Saved entries:
++++++
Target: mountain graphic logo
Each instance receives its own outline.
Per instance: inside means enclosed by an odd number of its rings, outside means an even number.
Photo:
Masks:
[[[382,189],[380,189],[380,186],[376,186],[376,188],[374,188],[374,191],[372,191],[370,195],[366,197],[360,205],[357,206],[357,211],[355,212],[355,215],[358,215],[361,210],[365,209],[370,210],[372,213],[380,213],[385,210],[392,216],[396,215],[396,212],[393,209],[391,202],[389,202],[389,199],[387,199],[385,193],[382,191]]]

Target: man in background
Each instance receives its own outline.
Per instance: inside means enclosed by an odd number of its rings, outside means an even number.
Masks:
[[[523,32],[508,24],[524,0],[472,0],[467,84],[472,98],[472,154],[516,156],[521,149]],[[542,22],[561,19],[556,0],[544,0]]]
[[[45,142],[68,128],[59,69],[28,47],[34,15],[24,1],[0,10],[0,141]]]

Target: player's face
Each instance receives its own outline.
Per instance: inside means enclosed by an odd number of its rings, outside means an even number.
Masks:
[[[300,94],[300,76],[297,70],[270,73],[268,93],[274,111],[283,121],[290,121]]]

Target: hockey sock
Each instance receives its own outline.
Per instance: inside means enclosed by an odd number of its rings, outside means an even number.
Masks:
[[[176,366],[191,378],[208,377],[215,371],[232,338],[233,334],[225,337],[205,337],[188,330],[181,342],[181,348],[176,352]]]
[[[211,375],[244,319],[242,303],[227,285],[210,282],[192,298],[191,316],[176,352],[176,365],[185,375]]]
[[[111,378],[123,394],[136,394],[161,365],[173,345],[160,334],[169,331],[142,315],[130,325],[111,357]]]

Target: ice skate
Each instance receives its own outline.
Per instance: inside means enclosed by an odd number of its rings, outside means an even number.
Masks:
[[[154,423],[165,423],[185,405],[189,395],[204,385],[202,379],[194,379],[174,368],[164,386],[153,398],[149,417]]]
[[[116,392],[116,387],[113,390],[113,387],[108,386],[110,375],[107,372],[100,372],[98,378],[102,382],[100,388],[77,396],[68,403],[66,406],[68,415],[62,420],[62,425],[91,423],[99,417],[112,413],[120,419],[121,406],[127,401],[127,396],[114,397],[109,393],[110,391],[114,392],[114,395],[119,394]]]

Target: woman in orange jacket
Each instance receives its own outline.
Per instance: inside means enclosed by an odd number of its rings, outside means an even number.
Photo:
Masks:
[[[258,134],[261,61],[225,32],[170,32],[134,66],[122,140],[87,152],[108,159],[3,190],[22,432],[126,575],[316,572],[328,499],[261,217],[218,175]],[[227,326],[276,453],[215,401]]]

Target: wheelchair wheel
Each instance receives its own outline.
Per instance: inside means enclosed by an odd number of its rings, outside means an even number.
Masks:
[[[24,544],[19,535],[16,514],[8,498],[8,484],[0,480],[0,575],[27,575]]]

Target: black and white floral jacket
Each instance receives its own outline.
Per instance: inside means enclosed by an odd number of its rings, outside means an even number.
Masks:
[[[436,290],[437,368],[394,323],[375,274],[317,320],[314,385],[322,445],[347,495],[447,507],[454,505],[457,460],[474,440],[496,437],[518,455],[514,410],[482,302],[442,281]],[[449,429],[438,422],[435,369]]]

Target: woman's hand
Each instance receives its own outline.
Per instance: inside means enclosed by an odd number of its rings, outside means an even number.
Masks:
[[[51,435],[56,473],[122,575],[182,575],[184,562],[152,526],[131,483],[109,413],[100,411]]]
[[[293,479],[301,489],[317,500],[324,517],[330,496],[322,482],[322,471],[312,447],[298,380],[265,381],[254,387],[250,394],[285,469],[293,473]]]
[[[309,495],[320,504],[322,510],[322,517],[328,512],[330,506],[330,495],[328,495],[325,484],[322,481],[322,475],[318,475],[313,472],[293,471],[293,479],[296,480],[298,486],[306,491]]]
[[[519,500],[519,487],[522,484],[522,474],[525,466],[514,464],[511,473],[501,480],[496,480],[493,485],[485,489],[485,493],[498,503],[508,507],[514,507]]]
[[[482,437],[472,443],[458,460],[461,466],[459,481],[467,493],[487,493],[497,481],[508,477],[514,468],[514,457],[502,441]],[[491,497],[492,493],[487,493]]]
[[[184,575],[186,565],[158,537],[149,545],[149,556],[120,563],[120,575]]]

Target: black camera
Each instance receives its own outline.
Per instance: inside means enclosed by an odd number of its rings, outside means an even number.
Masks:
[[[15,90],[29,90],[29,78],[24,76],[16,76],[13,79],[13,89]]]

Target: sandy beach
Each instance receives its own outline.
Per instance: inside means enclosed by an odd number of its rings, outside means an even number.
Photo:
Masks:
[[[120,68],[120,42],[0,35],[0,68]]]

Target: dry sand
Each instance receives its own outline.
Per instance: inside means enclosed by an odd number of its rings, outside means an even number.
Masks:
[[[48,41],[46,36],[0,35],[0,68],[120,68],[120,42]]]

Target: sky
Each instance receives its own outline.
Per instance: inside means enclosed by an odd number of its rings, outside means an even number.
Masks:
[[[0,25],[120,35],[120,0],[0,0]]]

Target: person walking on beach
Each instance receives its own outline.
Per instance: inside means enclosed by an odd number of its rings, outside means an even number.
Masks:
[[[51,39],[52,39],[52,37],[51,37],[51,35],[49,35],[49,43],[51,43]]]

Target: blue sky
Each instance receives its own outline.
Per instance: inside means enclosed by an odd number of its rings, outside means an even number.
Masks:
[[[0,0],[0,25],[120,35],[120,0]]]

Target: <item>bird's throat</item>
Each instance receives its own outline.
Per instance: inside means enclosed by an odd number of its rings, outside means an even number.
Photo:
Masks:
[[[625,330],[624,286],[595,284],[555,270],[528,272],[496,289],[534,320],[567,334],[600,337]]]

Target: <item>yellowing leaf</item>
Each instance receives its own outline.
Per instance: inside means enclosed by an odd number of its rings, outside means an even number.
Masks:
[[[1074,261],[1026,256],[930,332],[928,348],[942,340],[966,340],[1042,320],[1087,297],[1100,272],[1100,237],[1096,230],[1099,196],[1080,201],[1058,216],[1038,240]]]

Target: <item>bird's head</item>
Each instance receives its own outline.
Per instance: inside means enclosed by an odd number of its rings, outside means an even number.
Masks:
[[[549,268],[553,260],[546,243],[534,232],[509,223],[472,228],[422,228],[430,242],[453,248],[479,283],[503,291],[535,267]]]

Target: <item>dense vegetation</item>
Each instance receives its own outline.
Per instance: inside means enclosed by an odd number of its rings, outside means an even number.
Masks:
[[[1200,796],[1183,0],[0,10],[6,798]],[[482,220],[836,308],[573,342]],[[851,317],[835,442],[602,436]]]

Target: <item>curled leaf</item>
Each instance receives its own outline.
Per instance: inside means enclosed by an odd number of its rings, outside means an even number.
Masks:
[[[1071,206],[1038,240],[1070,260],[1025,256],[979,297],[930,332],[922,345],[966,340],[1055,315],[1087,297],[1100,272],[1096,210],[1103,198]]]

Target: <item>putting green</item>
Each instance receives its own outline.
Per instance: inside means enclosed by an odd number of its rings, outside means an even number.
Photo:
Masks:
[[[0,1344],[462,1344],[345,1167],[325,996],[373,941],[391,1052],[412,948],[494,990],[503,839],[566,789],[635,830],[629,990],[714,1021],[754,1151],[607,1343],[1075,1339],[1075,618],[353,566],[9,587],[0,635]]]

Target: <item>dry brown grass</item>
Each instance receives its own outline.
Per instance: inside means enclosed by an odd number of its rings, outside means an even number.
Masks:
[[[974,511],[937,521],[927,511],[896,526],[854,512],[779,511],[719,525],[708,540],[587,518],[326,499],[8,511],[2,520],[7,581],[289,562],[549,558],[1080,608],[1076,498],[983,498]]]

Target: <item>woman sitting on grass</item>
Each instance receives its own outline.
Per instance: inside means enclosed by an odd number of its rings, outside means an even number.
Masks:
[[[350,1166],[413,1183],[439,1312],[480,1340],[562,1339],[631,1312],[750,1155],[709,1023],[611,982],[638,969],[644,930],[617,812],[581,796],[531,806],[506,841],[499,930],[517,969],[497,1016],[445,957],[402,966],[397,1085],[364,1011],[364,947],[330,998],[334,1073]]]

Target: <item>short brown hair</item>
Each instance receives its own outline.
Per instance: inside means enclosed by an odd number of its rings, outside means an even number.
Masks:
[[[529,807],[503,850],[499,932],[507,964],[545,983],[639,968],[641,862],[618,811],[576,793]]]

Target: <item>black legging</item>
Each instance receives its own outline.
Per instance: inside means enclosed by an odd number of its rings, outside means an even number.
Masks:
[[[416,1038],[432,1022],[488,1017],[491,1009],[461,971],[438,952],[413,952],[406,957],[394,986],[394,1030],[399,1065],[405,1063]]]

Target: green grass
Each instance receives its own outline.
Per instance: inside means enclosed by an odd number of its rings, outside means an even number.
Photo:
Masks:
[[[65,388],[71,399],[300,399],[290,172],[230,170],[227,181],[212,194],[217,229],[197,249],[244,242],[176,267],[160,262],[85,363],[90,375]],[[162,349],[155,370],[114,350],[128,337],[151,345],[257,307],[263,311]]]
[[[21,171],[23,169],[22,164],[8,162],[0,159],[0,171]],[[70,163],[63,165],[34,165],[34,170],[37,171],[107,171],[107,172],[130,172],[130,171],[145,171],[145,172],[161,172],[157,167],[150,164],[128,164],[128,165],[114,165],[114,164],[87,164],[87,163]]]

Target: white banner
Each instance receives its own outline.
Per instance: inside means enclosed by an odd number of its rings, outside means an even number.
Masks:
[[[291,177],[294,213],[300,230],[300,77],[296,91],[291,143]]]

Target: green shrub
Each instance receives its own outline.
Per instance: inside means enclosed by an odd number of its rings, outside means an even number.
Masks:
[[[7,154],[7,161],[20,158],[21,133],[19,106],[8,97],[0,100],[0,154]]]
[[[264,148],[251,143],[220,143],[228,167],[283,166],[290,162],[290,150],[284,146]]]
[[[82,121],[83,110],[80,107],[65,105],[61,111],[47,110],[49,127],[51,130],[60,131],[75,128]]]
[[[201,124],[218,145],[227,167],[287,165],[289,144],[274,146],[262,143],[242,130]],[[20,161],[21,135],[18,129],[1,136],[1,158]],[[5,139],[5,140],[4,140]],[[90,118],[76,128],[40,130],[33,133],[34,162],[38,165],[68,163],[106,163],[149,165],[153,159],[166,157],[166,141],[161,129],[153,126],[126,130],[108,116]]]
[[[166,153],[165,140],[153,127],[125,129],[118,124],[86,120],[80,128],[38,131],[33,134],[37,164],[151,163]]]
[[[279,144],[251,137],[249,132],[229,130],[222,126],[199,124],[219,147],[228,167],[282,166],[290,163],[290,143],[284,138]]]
++++++
▶ WORK ORDER
Write down again the exact lines running from the beginning of the data to the line containing "Target: player's face", with both ends included.

▶ RESULT BELOW
Target: mountain graphic logo
Each instance receives its own outline.
Per instance: inside means enclosed by an odd number of its rings, outside means an even number.
Photo:
Masks:
[[[382,189],[380,189],[380,186],[376,186],[376,188],[374,188],[374,191],[372,191],[370,195],[366,197],[360,205],[357,206],[357,211],[355,212],[355,215],[358,215],[361,210],[365,209],[370,210],[372,213],[380,213],[385,210],[392,216],[396,215],[396,212],[393,209],[391,202],[389,202],[389,199],[387,199],[385,193],[382,191]]]

Target: man in background
Each instance receives its own outline.
Per instance: inside means enclosed by an odd number of its rings, outside means an even number.
Masks:
[[[523,32],[508,24],[524,0],[472,0],[467,84],[472,98],[472,154],[516,156],[521,149]],[[542,22],[561,19],[556,0],[544,0]]]
[[[45,142],[68,128],[59,69],[28,47],[34,15],[24,1],[0,10],[0,141]]]

Target: player's face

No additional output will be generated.